::: Records supplied

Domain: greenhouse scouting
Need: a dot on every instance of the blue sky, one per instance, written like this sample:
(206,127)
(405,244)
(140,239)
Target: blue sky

::::::

*What the task asks*: Extract every one of the lines above verbatim, keeping each character and line break unchanged.

*Solved exercise*:
Domain: greenhouse scouting
Need: a dot on every instance of the blue sky, one per instance, written like this sample:
(206,127)
(405,244)
(140,239)
Target: blue sky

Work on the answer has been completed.